→ **Source text**

Creating and tracking downloads

With the download definition and the distributed repository working, we can move on to the next thing: requesting a download and tracking its progress. First, let's implement the module which starts new download request processes:

# ./lib/download_manager/download/tracker.ex

defmodule DownloadManager.Download.Tracker do
  alias __MODULE__.Worker
  alias DownloadManager.{Download, Download.Repo, HordeRegistry, HordeSupervisor}

  @spec start(String.t()) :: {:ok, Download.t()} | {:error, term}
  def start(user_id) do
    with download <- Download.new(user_id: user_id),
         {:ok, download} <- Repo.insert(download),
         child_spec <- worker_spec(download),
         {:ok, _} <- HordeSupervisor.start_child(child_spec) do
      {:ok, download}
    end
  end

  defp worker_spec(%Download{user_id: user_id} = download) do
    %{
      id: {Worker, user_id},
      start: {Worker, :start_link, [[download: download, name: via_tuple(user_id)]]},
      type: :worker,
      restart: :transient
    }
  end

  defp via_tuple(id) do
    {:via, Horde.Registry, {HordeRegistry, {Download, id}}}
  end
end

The Tracker module exposes a public start function that expects a user_id. Using this ID generates a new download, inserts it into the repository, generates a worker child spec, and finally starts the tracker worker process using the Horde supervisor, returning the created download. Please notice the {:via, Horde.Registry, {HordeRegistry, {Download, id}}} name option it sets in the worker spec to register the process globally across all nodes. The worker's responsibility is simple: to keep track of the download file generation reporting the progress. Nevertheless, depending on your particular case, generating downloadable files can imply different things, from processing significant amounts of data locally to relying on an external service, having to handle the communication between both applications. Therefore, let's follow the same dependency injection approach that we took in the download repository and create a worker behavior module:

# ./lib/download_manager/download/tracker/worker.ex

defmodule DownloadManager.Download.Tracker.Worker do
  @adapter Application.compile_env(:download_manager, __MODULE__)[:adapter]

  @callback start_link(keyword) :: GenServer.on_start()

  defdelegate start_link(opts), to: @adapter
end

Again, for the sake of simplicity, we are going to build a fake worker implementation that gives us enough time to mess around in the interactive shell:

# ./lib/download_manager/download/tracker/worker/fake.ex

defmodule DownloadManager.Download.Tracker.Worker.Fake do
  use GenServer

  alias DownloadManager.{Download, Download.Repo}
  alias Phoenix.PubSub

  def start_link(opts) do
    name = Keyword.get(opts, :name, __MODULE__)

→ **Directions**
From the Elixir download-tracking text, list every file path given in a comment line above a module definition.

→ **Data extract**
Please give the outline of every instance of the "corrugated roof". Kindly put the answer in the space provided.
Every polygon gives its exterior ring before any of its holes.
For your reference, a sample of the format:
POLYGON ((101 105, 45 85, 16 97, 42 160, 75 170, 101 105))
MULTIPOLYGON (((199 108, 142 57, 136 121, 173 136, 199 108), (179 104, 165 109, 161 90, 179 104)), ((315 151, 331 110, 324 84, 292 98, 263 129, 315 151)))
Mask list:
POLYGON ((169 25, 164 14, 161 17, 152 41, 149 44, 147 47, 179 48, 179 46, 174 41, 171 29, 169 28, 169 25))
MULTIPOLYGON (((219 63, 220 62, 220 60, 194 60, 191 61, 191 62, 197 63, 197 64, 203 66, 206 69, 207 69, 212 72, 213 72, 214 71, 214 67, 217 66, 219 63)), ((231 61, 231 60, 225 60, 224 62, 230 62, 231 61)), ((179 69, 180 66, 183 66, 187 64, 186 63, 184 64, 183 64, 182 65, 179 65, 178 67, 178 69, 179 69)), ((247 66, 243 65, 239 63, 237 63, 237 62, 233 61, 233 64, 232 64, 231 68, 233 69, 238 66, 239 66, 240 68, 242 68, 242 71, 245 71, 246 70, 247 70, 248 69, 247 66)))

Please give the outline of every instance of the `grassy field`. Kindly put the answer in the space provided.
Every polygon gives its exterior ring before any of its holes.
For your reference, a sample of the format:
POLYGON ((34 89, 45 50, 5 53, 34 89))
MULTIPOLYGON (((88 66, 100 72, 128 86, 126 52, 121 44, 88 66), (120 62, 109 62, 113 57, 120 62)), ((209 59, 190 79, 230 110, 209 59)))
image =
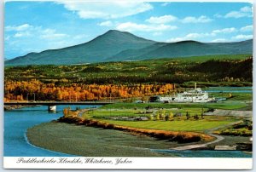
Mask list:
MULTIPOLYGON (((166 104, 155 104, 155 106, 159 107, 160 105, 167 106, 166 104)), ((127 118, 135 118, 135 117, 149 117, 153 113, 140 113, 139 112, 145 112, 143 108, 147 106, 145 104, 139 104, 140 108, 134 110, 132 104, 115 104, 111 105, 111 107, 115 107, 110 109, 108 107, 106 109, 106 106, 102 106, 98 110, 89 111, 83 115, 84 118, 95 118, 102 122, 106 122, 112 124, 127 126, 138 129, 160 129, 160 130, 169 130, 169 131, 197 131, 202 132, 206 129, 210 129, 212 128, 219 127, 222 125, 228 124, 236 120, 232 117, 213 117, 213 116, 204 116, 203 118, 201 117, 201 112, 202 109, 196 107, 195 105, 191 104, 190 107, 175 108, 170 105, 169 109, 152 109, 156 113, 164 113, 165 116, 168 115, 170 112, 176 114, 177 112, 181 112, 182 117, 173 117, 172 121, 165 120, 148 120, 148 121, 124 121, 124 120, 112 120, 109 118, 119 118, 119 117, 127 117, 127 118), (117 109, 119 107, 119 109, 117 109), (172 107, 172 108, 170 108, 172 107), (186 112, 189 112, 190 118, 187 120, 186 112), (194 116, 197 114, 199 119, 195 120, 194 116)), ((207 109, 204 108, 204 111, 207 109)))

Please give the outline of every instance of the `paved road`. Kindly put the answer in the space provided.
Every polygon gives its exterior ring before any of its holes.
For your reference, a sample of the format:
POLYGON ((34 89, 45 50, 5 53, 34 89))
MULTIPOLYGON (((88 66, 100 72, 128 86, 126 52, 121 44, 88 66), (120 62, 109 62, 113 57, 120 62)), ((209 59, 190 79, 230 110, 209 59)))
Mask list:
POLYGON ((195 149, 195 148, 207 147, 208 145, 219 142, 219 141, 221 141, 224 139, 221 135, 213 135, 212 131, 217 130, 220 128, 226 128, 226 127, 229 127, 229 126, 231 126, 231 125, 234 125, 234 124, 236 124, 236 123, 240 123, 242 121, 236 121, 236 122, 234 122, 234 123, 229 123, 229 124, 226 124, 226 125, 216 127, 216 128, 207 130, 206 134, 216 138, 216 140, 214 140, 212 141, 204 143, 204 144, 195 144, 195 145, 188 145, 188 146, 178 146, 178 147, 174 147, 174 148, 171 148, 171 149, 177 150, 177 151, 185 151, 185 150, 190 150, 190 149, 195 149))

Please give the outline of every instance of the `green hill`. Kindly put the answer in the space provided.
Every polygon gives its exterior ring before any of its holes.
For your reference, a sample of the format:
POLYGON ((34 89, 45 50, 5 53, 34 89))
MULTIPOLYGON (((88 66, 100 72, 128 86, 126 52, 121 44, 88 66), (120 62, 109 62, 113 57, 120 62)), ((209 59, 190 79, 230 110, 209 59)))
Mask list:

→ **Solved exercise**
./lib/download_manager/download/tracker.ex
./lib/download_manager/download/tracker/worker.ex
./lib/download_manager/download/tracker/worker/fake.ex